BEGIN INFORMATION SHOWN
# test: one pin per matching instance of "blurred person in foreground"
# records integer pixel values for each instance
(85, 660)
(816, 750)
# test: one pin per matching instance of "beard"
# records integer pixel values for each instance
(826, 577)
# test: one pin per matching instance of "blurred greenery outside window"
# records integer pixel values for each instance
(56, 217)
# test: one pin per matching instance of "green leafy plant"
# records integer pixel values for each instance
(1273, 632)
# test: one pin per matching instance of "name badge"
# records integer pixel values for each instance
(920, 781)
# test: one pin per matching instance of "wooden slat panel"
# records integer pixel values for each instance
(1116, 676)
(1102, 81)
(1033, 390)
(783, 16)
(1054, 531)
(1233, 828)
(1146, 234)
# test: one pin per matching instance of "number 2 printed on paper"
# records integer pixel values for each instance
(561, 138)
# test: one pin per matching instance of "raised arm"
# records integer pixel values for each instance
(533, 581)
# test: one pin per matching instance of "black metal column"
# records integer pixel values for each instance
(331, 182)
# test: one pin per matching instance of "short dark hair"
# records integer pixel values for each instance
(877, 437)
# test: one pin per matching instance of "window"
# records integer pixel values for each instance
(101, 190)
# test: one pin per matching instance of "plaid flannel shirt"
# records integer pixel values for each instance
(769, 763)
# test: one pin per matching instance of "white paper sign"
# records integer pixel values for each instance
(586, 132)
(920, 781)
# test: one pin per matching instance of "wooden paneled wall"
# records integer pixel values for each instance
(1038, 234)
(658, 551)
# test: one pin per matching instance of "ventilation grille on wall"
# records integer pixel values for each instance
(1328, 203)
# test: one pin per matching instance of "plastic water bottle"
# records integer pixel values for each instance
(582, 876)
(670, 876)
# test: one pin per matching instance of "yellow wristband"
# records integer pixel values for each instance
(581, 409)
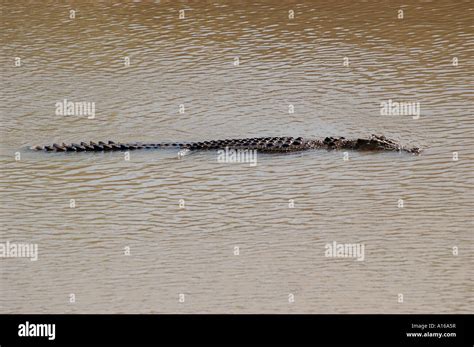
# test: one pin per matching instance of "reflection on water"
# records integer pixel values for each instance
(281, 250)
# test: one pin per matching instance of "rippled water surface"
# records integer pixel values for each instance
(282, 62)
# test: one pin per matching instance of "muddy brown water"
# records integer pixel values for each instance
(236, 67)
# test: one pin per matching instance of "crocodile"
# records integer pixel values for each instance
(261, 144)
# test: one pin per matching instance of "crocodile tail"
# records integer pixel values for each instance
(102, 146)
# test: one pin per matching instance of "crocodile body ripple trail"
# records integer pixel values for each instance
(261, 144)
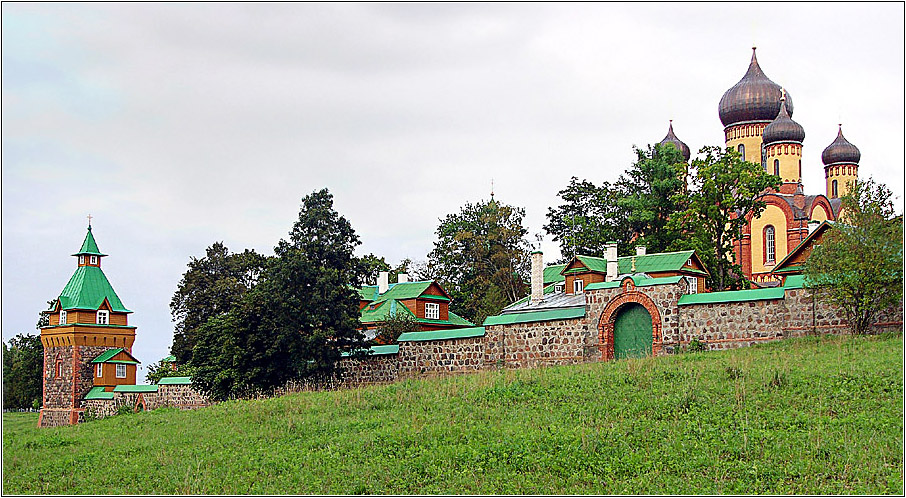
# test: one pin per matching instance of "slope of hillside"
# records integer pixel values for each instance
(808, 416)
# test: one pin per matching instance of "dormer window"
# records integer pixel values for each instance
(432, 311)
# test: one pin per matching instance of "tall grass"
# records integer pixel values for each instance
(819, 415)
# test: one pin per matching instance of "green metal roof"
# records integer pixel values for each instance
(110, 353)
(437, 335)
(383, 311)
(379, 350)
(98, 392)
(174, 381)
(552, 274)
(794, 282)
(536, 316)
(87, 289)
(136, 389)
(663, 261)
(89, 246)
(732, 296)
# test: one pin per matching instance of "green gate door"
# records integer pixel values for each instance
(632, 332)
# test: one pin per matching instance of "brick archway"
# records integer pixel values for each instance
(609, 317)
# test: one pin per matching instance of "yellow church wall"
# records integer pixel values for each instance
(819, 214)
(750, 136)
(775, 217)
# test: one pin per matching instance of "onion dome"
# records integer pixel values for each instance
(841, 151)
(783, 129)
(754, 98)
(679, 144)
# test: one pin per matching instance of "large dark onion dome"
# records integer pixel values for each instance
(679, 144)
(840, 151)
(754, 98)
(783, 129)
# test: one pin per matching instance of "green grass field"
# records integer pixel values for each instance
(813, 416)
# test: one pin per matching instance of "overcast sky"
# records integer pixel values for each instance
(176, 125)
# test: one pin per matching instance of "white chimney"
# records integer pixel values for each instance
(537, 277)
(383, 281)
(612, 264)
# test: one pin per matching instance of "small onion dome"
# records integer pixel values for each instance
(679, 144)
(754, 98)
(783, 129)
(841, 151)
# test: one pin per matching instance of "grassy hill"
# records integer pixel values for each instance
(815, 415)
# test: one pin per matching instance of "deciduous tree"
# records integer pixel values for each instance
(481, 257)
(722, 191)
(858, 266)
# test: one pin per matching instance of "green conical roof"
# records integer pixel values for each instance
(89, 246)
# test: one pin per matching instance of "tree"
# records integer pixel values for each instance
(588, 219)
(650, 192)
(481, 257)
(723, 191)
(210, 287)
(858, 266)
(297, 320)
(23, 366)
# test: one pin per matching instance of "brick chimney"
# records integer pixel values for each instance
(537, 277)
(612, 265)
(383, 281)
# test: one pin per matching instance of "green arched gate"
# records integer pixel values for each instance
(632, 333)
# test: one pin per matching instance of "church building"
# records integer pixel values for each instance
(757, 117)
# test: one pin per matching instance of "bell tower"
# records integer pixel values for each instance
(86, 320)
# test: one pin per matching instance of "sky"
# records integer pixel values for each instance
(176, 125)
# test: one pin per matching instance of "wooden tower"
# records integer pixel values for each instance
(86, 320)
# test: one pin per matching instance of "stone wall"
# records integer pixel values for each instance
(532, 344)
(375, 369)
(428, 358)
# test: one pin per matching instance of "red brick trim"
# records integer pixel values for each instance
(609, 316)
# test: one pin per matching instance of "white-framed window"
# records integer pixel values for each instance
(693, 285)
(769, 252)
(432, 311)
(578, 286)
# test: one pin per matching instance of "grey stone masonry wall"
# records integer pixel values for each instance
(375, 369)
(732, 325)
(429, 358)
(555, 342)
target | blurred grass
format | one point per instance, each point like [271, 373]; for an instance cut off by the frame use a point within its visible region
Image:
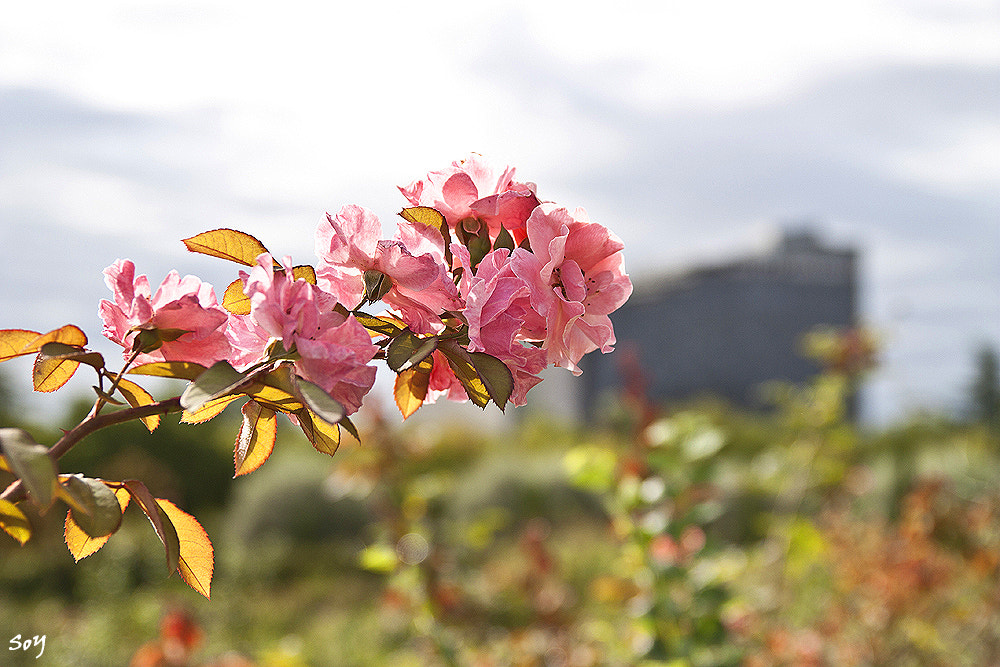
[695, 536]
END INFORMATION SHOWN
> [AIM OF THE EXERCISE]: Where the material above includes pictures, omit them and retype everything else exactly.

> [TASK OUTPUT]:
# test: one pin per matching instance of "blurred person in foreground"
# records integer pixel values for each instance
(85, 660)
(816, 750)
# test: one pin per matching instance of "beard"
# records integer pixel values for each instance
(826, 577)
# test: one pin per matching instance of "blurred greenery outside window"
# records integer pixel values for each instance
(56, 217)
# test: one pin per matching instance of "green leafy plant"
# records integer pixel values for each instance
(1273, 632)
# test: one pin per matching instance of "name badge"
# records integer pixel values for each instance
(920, 781)
# test: one pin per matching instance of "wooden slat panel"
# records integer pixel values for each instance
(1116, 676)
(1102, 81)
(1033, 390)
(783, 16)
(1054, 531)
(1233, 828)
(1146, 234)
# test: one pin per matching instance of "number 2 printed on paper"
# records integer pixel values for each instance
(561, 138)
# test: one pin per matching instance of "raised arm"
# records integer pixel values for each instance
(533, 581)
# test: one pin per matching instance of "black metal column"
# records integer pixel values for each instance
(331, 182)
# test: one pin per matching instance of "short dark hair"
# records integer pixel values for each instance
(877, 437)
# test: one pin per matching instance of "window"
# records integer pixel values for each instance
(101, 190)
# test: one pin per matching instance of "plaid flannel shirt"
# records integer pixel values for each instance
(769, 763)
# test: one pin per matching instance of "white paper sign"
# records integer pixel values for each instance
(586, 132)
(920, 781)
# test: one pin per matching instance of "wooden paneled wall"
# records integer pixel values for each instance
(1038, 234)
(658, 551)
# test: one pin per matching instance of "ventilation grille on wall"
# records integer pixel values for each instance
(1328, 203)
# test: one pin per matching instance of "plastic water bottle"
# records integer pixel values for each instance
(582, 876)
(670, 876)
# test: one pin per matching instance of "yellow wristband"
# records integer pixel values for each instance
(581, 409)
# test: one pin per matching instance of "reflection on water"
# records integer pixel values for each instance
(281, 250)
# test: one pin per matching instance of "rippled water surface"
# records integer pixel values for each instance
(282, 62)
# test: one pin per matching instance of "muddy brown water"
# records integer pixel values for each instance
(236, 67)
# test: one pin per matching instance of "crocodile"
# records integer pixel values for each instance
(261, 144)
# test: one pin per matching instance of "crocodile tail"
# records integer pixel values for each instance
(102, 146)
# test: one pin per matching instance of "crocodile body ripple trail"
# records integer pixel values for each instance
(261, 144)
# test: one pin per matching instance of "slope of hillside"
# records integer pixel values for each instance
(808, 416)
# test: one pin per matching instance of "dormer window"
# records integer pixel values for each instance
(432, 311)
# test: one pin per matching instance of "tall grass"
# records integer pixel values for each instance
(819, 415)
# test: one pin per matching instance of "green metal roof"
# records integer pixel values for each instance
(110, 353)
(437, 335)
(383, 311)
(379, 350)
(98, 392)
(174, 381)
(552, 274)
(794, 282)
(536, 316)
(87, 289)
(136, 389)
(663, 261)
(89, 246)
(732, 296)
# test: one pin per matching instance of "green gate door"
# records integer pixel values for each instance
(632, 332)
# test: one pin per matching instance of "brick archway"
# records integer pixel values for each instance
(609, 317)
# test: one pin per matching instance of "yellow church wall"
# records integer pixel values for each instance
(819, 214)
(750, 136)
(775, 217)
# test: one pin per matching instance of "onion dome"
# records integer pixel values for each instance
(841, 151)
(783, 129)
(754, 98)
(679, 144)
# test: one pin per matching instance of "large dark onion dome"
# records integer pixel values for each instance
(679, 144)
(840, 151)
(754, 98)
(783, 129)
# test: one pin per matching instance of "green grass field"
# records integer pixel values for each instance
(813, 416)
# test: one pin per matching instance of "overcast sky"
# records integer pixel values for each instance
(176, 125)
# test: one pin per matching instance of "white chimney"
# records integer pixel values for each instance
(537, 277)
(383, 281)
(612, 264)
# test: one pin per matching instance of "small onion dome"
# records integer pixel values for each instance
(679, 144)
(754, 98)
(783, 129)
(841, 151)
# test: one pin per matching instance of "grassy hill"
# records integer pixel values for each instance
(815, 415)
# test: one pin per matching instance of "deciduous tree"
# records integer pixel values for each instance
(481, 257)
(722, 191)
(858, 266)
# test: one pin per matching instance of "green conical roof"
# records integer pixel values for each instance
(89, 246)
# test: one pin per matching instance of "tree"
# records integer pixel values for each instance
(588, 219)
(650, 192)
(481, 257)
(723, 191)
(210, 287)
(858, 266)
(297, 320)
(23, 366)
# test: one pin per matching instance of "brick chimney"
# records integer pixel values for each instance
(537, 277)
(612, 265)
(383, 281)
# test: one pin per matching instance of "green arched gate"
# records integer pixel values for each instance
(632, 333)
# test: one pin per matching instance of "church building"
# records integer pixel values for each instance
(757, 117)
# test: one pin per matching instance of "bell tower"
# records integer pixel values for each instance
(86, 320)
# test: one pin per matching instance of "sky"
# records integer pixel values for each instance
(176, 125)
# test: one pin per matching instance of "wooden tower"
# records integer pixel values for each instance
(86, 320)
# test: one pin per matching instance of "stone wall"
# records integer pixel values for each instance
(532, 344)
(375, 369)
(428, 358)
# test: one pin per matching instance of "red brick trim"
# records integer pixel values for each instance
(609, 316)
# test: one pin per matching instance of "white-framed window"
# records integer pixel values for each instance
(693, 285)
(769, 252)
(432, 311)
(578, 286)
# test: one pin per matching instance of "grey stone masonry wall"
# records integer pixel values for each instance
(375, 369)
(732, 325)
(429, 358)
(555, 342)
target | blurred grass
format | one point per instance, each point like [271, 373]; for an instance cut off by the frame use a point within its visible region
Image:
[695, 536]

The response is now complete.